**Exercise goal**
Copy out each line of the entries that contains the string "short", matching its case exactly.

**Dataset records**

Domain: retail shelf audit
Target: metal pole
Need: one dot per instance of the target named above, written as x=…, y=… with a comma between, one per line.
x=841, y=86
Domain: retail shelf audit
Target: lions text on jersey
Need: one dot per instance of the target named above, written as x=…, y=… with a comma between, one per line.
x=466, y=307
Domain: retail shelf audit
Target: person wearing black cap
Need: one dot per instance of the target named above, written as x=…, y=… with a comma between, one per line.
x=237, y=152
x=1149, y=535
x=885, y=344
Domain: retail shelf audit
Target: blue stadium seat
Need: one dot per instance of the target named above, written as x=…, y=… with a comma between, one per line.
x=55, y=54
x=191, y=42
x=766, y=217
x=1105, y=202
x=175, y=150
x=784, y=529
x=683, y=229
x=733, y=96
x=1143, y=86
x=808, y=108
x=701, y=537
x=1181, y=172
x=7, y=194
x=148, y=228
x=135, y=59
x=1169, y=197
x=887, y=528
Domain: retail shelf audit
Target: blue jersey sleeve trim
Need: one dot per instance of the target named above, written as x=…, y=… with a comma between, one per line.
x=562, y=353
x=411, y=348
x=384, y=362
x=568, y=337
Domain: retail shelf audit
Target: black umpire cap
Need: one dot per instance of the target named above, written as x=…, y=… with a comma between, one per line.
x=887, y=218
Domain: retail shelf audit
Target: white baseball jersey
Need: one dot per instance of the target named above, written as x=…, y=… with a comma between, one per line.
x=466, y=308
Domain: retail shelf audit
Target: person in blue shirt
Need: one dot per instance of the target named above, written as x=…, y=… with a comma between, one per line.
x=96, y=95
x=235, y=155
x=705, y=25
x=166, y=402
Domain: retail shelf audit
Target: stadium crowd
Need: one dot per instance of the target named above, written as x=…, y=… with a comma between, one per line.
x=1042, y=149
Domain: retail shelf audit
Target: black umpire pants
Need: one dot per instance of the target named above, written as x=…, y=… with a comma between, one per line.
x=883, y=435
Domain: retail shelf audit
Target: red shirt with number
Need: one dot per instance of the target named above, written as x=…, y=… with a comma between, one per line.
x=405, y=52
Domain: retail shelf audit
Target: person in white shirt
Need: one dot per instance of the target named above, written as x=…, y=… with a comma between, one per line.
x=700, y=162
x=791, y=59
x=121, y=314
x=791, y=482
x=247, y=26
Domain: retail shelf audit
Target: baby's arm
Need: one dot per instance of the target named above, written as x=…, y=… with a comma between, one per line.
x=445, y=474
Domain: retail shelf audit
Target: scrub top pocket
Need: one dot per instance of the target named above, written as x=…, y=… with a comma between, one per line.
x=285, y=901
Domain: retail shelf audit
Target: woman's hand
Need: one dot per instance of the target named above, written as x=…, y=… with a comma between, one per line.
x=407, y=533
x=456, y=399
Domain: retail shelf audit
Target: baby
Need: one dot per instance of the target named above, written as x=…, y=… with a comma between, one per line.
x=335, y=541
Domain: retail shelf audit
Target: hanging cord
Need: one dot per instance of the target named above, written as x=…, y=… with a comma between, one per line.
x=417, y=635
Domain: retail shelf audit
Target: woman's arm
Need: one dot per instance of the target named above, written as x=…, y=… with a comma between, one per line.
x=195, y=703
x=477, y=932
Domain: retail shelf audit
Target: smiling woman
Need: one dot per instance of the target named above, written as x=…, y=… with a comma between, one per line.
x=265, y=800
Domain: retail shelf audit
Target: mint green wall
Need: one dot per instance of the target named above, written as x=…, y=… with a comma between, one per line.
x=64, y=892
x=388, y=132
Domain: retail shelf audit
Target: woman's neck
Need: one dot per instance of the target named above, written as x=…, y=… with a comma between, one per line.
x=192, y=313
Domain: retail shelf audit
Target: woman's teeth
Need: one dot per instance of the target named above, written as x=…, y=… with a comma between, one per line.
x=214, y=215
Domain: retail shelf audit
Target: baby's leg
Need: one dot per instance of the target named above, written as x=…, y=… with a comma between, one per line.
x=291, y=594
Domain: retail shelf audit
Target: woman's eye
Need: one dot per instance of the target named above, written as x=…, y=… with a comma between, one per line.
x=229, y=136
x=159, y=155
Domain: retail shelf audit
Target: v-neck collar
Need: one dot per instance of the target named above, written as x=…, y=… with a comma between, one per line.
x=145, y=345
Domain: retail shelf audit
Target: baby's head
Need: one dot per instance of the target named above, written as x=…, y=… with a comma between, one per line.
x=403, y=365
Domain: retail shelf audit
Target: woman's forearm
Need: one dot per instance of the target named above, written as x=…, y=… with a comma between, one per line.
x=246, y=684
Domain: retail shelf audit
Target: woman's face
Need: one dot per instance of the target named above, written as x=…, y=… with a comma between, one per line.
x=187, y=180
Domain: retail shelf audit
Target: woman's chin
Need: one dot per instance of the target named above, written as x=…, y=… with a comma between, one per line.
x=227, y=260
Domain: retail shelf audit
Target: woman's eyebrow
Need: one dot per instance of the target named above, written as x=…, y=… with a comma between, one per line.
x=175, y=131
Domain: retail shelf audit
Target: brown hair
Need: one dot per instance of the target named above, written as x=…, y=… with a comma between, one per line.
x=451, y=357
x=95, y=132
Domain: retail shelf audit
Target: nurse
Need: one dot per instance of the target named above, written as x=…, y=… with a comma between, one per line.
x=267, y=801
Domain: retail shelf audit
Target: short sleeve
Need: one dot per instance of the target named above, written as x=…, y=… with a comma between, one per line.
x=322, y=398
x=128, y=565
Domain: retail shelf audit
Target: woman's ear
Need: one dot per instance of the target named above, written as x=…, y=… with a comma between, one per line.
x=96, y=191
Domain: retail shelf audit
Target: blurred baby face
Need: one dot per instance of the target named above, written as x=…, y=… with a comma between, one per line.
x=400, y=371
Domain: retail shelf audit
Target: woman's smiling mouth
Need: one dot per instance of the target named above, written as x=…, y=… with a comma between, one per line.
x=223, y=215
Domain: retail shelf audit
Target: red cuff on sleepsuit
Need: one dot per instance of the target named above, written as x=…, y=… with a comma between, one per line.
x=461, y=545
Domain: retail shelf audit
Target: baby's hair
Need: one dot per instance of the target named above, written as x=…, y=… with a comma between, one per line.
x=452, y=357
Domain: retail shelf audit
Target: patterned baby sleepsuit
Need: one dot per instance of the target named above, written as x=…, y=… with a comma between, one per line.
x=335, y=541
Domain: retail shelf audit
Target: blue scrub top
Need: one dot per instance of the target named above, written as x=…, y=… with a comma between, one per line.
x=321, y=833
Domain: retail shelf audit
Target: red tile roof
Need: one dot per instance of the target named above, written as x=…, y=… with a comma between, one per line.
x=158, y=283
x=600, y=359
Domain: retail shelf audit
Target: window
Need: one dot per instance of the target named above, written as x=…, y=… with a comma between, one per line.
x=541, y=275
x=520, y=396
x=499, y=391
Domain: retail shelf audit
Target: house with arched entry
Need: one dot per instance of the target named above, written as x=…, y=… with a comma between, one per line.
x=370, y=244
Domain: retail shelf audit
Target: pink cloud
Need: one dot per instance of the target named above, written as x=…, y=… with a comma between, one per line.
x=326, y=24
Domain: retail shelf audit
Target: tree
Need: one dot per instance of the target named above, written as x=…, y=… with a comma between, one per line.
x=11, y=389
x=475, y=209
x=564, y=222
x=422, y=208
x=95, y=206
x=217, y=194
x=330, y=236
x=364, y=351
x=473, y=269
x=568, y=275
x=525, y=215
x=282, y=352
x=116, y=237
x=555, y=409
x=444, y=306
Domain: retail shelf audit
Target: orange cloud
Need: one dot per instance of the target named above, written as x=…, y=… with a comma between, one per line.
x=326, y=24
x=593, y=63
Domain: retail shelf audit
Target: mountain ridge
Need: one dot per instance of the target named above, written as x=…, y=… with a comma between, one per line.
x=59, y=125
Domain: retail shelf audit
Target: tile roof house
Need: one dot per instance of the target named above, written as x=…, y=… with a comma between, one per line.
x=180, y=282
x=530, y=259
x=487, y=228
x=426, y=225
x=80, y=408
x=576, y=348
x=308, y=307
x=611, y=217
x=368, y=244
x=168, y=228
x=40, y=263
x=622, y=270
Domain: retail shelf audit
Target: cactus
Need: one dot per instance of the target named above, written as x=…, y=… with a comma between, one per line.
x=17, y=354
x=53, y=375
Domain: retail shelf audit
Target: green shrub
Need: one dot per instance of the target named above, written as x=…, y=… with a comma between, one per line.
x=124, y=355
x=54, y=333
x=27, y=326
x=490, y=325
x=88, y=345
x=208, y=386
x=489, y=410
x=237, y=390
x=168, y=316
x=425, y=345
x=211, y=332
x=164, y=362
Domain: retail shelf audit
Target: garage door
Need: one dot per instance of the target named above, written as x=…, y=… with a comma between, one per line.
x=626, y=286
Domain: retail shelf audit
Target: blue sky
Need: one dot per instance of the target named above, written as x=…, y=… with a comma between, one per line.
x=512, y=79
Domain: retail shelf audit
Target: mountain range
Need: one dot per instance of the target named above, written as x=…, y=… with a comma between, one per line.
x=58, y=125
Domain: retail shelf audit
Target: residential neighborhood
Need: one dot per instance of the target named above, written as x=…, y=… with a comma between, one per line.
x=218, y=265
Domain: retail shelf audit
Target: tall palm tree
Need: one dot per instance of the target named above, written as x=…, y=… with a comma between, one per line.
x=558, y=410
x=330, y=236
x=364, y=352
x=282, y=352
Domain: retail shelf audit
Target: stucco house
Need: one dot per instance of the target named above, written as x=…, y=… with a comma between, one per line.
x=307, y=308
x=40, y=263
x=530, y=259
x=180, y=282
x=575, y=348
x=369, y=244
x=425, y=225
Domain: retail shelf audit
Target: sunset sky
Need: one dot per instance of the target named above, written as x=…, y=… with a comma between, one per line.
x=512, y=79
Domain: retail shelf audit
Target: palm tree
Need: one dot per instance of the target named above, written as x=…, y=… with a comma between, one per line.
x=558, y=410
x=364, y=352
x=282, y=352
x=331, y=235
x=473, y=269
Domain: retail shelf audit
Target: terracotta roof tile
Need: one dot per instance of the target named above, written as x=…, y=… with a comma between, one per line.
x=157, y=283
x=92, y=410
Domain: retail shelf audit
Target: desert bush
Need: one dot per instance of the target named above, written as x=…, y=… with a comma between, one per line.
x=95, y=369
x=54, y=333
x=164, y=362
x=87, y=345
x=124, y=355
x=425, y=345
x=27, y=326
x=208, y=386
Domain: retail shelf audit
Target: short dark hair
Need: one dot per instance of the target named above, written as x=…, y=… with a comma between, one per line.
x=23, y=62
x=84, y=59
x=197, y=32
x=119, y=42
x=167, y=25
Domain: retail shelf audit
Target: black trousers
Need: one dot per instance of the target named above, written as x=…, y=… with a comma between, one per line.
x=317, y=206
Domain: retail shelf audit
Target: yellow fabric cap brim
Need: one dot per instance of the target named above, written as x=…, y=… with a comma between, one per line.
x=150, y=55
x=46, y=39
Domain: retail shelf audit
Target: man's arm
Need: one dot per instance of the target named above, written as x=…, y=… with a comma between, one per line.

**The output**
Target: short sleeve
Target: short dark hair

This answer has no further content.